**Exercise directions:** Copy out the whole listing below exactly.

::::::

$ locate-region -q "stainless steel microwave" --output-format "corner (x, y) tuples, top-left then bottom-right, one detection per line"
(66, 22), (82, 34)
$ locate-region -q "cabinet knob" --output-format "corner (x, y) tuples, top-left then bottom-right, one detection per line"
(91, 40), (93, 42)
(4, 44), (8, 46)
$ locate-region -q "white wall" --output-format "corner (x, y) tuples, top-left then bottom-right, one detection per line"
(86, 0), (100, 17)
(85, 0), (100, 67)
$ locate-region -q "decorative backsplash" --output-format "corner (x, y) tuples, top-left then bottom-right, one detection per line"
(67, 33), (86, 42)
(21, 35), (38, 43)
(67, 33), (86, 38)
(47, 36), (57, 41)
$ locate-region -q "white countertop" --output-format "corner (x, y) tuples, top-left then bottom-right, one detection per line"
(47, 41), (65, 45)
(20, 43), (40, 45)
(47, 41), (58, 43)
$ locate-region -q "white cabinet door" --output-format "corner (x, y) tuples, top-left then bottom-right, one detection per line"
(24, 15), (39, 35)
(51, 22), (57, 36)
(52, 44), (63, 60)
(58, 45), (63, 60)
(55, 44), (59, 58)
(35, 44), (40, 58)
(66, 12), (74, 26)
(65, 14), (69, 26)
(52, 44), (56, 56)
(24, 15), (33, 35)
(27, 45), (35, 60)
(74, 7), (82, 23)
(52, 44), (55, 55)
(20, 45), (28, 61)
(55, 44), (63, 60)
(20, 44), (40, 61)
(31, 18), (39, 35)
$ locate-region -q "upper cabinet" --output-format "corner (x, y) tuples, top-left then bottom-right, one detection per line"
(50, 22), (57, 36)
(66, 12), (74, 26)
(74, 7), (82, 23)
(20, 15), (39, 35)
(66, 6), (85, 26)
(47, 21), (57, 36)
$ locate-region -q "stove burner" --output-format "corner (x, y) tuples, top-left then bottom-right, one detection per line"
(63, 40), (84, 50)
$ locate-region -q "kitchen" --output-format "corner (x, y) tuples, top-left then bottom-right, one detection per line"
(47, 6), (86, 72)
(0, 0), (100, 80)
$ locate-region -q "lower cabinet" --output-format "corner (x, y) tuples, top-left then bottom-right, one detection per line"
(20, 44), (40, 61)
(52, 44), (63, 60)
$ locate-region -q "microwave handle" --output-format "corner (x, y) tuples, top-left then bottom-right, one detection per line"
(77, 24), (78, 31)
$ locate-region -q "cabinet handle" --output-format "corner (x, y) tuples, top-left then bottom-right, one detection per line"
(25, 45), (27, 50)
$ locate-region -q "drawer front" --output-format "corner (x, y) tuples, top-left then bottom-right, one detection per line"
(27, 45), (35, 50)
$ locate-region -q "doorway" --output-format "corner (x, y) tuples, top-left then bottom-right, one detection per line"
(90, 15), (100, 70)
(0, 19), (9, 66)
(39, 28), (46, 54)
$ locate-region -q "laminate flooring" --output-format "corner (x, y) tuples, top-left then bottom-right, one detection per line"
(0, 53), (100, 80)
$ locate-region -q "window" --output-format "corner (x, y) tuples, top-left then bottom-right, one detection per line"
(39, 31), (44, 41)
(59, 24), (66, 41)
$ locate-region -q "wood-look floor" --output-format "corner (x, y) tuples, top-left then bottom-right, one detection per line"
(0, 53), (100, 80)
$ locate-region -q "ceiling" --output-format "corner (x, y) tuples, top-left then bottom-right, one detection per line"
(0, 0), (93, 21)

::::::

**Finished task:**
$ locate-region -q "stainless steel microwave" --output-format "corner (x, y) tuples, top-left then bottom-right, one detection per line"
(66, 22), (82, 34)
$ locate-region -q "cabinet knob" --output-format "corner (x, y) tuples, top-left then bottom-right, one detection per line"
(91, 40), (93, 42)
(4, 44), (8, 46)
$ locate-region -q "white wall" --output-format "corner (x, y) tuples, top-left then bottom-right, one detection per line"
(86, 0), (100, 17)
(85, 0), (100, 67)
$ locate-region -q "decorative backsplash" --output-format "corner (x, y) tuples, top-left then bottom-right, one detection per line"
(67, 33), (86, 42)
(21, 35), (38, 43)
(67, 33), (86, 38)
(47, 36), (57, 41)
$ locate-region -q "white countertop" --output-format "corner (x, y) tuples, top-left then bottom-right, one detection per line"
(47, 41), (65, 45)
(20, 43), (40, 45)
(47, 41), (58, 43)
$ locate-region -q "white cabinet door" --output-format "corner (x, y) tuples, top-left then bottom-right, one detection per line"
(24, 15), (39, 35)
(51, 22), (57, 36)
(52, 44), (63, 60)
(58, 45), (63, 60)
(55, 44), (59, 58)
(35, 44), (40, 58)
(66, 12), (74, 26)
(65, 14), (69, 26)
(52, 44), (56, 56)
(24, 15), (33, 35)
(27, 45), (35, 60)
(74, 7), (82, 23)
(52, 44), (55, 55)
(20, 45), (28, 61)
(55, 44), (63, 60)
(20, 44), (40, 61)
(31, 18), (39, 35)
$ locate-region -q "upper cabinet" --output-format "corner (x, y) tuples, top-left then bottom-right, one detection per line"
(50, 22), (57, 36)
(66, 12), (74, 26)
(74, 7), (82, 23)
(20, 15), (39, 35)
(66, 6), (85, 26)
(47, 21), (57, 36)
$ locate-region -q "stove burner" --output-format "corner (x, y) tuples, top-left then bottom-right, one detection per line"
(63, 40), (84, 50)
$ locate-region -q "kitchen" --output-format "corner (x, y) tuples, top-left then bottom-right, one detection per line"
(47, 6), (86, 72)
(0, 0), (100, 80)
$ locate-region -q "lower cabinet" --output-format "corner (x, y) tuples, top-left then bottom-right, one detection per line"
(20, 44), (40, 61)
(52, 44), (63, 60)
$ locate-region -q "microwave handle" --output-format "corner (x, y) tuples, top-left then bottom-right, one detection per line"
(77, 24), (78, 31)
$ locate-region -q "cabinet handle" --output-format "corner (x, y) tuples, top-left then bottom-right, one detection per line"
(25, 45), (27, 50)
$ locate-region -q "drawer front" --output-format "corner (x, y) tuples, top-left then bottom-right, one detection per line"
(27, 45), (35, 50)
$ locate-region -q "doorway" --output-format "corner (x, y) tuples, top-left then bottom-right, one detection per line"
(90, 15), (100, 70)
(0, 19), (9, 66)
(39, 28), (46, 54)
$ locate-region -q "laminate flooring" --output-format "corner (x, y) tuples, top-left then bottom-right, one detection per line"
(0, 53), (100, 80)
$ locate-region -q "window" --output-format "corner (x, y) tuples, top-left then bottom-right, one detection per line"
(39, 31), (44, 41)
(59, 24), (66, 41)
$ locate-region -q "wood-look floor" --output-format "corner (x, y) tuples, top-left then bottom-right, one detection per line"
(0, 53), (100, 80)
$ locate-region -q "ceiling" --output-format "corner (x, y) tuples, top-left then bottom-right, one detection per line"
(0, 0), (93, 21)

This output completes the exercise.